Blok Teks:
Hj. Nurul Adha. (WINDY DHARMA/RADAR MANDALIKA)

LOBAR– Polemik pembahasan draf Kebijakan Umum Anggaran dan Prioritas Plafon Anggaran Sementara (KUA PPAS) yang buntu tidak ingin dibiarkan berlarut-larut oleh Wakil Bupati Lombok Barat (Lobar) Hj. Nurul Adha. Wabup mengharapkan Dewan Perwakilan Rakyat Daerah (DPRD) Lobar dapat bersikap lapang dada dan sepaham atas kondisi fiskal daerah.

Secara terbuka, Wabup mengajak legislatif segera duduk bersama membahas KUA PPAS dengan semangat adaptasi, sabar, dan komitmen kerja keras demi kepentingan rakyat.

“Kalau menurut saya, ya kita sikapi semua ini dengan sabar lah,” ujar Wabup Lobar Hj. Nurul Adha yang dikonfirmasi, Kamis (6/11).

Wanita yang akrab disapa Ummi Nurul Adha (UNA) menilai sinergi membangun daerah harus tetap terjaga di saat kondisi fiskal daerah terdampak pemotongan Dana Transfer ke Daerah (TKD) mencapai Rp305 miliar. Sehingga, perlunya kesamaan pandang di antara kedua lembaga daerah tersebut.

“Secara kumulatif, APBD kita ini kan berkurang. Kalau 2023**,** Rp 2 triliun lebih. Nah sekarang kurang, karena akibat dari kebijakan pusat yang mengurangi TKD kita sekitar Rp305 miliar. Jadi kita punya APBD sekitar Rp 1,9 sekian,” jelas UNA.

Meski Pemkab sudah melakukan efisiensi anggaran, termasuk dengan merumahkan tenaga honorer non-database, tetap saja persentase belanja pegawai secara akumulasi total APBD tetap tinggi.

“Artinya, terjadi pengurangan belanja, tetapi akumulasi persentasenya tetap tinggi. Ini yang membuat kemudian secara fiskal kita agak kesulitan,” tegasnya.

Pengurangan itu secara langsung berdampak pada alokasi anggaran di sektor lain. Terutama belanja barang dan jasa yang kerap menjadi tempat usulan program-program dari anggota Dewan. Alokasi belanja ini tidak bisa disamakan dengan tahun sebelumnya karena adanya penyesuaian terhadap TKD yang berkurang.

“Dengan pengurangan ini, yang tidak boleh berkurang adalah belanja pegawai, harus aman. Itu tidak boleh berkurang,” jelas Wakil Bupati.

Materi yang Diberikan:
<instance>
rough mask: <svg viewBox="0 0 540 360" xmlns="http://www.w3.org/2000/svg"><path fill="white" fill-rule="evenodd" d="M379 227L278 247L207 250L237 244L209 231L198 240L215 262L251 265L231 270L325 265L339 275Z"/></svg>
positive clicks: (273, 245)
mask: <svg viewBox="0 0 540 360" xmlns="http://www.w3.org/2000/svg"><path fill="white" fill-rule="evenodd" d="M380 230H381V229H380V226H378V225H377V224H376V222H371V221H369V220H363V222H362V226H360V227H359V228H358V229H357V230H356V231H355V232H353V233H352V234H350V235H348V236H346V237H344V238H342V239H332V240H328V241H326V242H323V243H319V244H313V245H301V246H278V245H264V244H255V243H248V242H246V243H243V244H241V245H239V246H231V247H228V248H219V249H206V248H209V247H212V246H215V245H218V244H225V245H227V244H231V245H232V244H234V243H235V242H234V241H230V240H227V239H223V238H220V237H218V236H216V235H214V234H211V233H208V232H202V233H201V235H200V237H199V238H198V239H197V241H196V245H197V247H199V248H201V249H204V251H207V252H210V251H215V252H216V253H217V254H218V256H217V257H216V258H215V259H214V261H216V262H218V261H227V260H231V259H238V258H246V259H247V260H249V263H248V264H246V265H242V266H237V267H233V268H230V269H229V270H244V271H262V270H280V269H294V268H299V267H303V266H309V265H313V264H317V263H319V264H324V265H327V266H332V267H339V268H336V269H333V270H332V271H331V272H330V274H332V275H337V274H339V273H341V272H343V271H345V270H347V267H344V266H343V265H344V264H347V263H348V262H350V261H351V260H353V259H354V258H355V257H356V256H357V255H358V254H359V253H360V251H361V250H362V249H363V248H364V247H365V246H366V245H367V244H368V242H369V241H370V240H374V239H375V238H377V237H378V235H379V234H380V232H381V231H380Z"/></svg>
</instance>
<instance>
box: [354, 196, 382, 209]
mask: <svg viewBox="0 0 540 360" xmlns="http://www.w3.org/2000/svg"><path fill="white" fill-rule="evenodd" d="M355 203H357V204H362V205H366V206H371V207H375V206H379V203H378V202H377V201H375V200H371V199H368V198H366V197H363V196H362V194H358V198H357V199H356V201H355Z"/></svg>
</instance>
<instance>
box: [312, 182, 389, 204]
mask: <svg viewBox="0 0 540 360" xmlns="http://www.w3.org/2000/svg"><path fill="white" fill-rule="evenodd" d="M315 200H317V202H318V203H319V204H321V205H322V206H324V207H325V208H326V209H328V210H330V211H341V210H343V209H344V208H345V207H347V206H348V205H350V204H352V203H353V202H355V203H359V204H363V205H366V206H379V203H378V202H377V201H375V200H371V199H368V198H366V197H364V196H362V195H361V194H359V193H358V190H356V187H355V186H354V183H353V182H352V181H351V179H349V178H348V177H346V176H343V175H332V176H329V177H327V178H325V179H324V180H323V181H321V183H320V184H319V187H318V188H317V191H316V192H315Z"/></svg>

Permintaan A: Bisakah Anda menyalin ulang tanpa perubahan bagian berita tentang anggaran Lombok Barat yang dibuka dengan kata-kata berisi "Secara terbuka, Wabup" dan ditutup dengan "demi kepentingan rakyat."?
Permintaan B: Bisakah Anda meneruskan berita tentang kebuntuan pembahasan KUA PPAS Lombok Barat, mulai sesudah kalimat terakhirnya?

Hasil Tugas A:
Secara terbuka, Wabup mengajak legislatif segera duduk bersama membahas KUA PPAS dengan semangat adaptasi, sabar, dan komitmen kerja keras demi kepentingan rakyat.

Hasil Tugas B:
Penyesuaian harus dilakukan pada pos-pos belanja lain. Khususnya belanja barang dan jasa yang merupakan bagian dari biaya publik. Adaptasi anggaran ini juga wajib mempertimbangkan alokasi program prioritas yang sudah direncanakan, seperti penanganan kemiskinan dan penurunan stunting, termasuk program unggulan satu miliar per desa yang tetap diakomodasi dalam skema anggaran baru.

“Kalau menurut saya, ya kita sikapi semua ini dengan sabar lah. Seperti kata Pak Bupati, menyikapi kebijakan pusat secara nasional dengan beradaptasi dengan kondisi ini. Sekarang gimana kita sikapi dengan adaptasi, sabar kita, kerja keras kita, gitu,” sarannya.

UNA meyakini dengan kesepahaman bersama antara eksekutif dan legislatif akan membuat pembahasan KUA PPAS selesai. Kemudian, bekerja sama untuk peningkatan Pendapatan Asli Daerah (PAD) yang akan berdampak pada peningkatan APBD. Sehingga penyesuaian anggaran kembali bisa dilakukan pada APBD Perubahan 2026 mendatang.

“Ayo kita kerja sama-sama, kemudian nanti di (APBD) Perubahan. Kalau PAD kita meningkat, di sanalah kemudian kita juga menyesuaikan lagi, gitu. Karena sama-sama untuk rakyat,” harapnya.

Selain urusan fiskal, Pemda juga dihadapkan target nasional yang sangat mendesak untuk penurunan kemiskinan ekstrem dan stunting. Hal ini membuat Pemda juga harus memfokuskan anggaran untuk itu dalam kondisi fiskal yang terbatas.

“Bayangkan yang diminta oleh Presiden itu, penurunan kemiskinan ekstrem 2027 harus selesai, stunting harus selesai. Kan ini membutuhkan fokus anggaran kita ke sini juga,” tegas Wakil Bupati.

Menyinggung permintaan DPRD merevisi KUA PPAS, UNA menyatakan kebingungannya karena kondisi fiskal memang sudah sangat berat. Beliau menekankan bahwa yang terpenting saat ini adalah komunikasi yang harmonis.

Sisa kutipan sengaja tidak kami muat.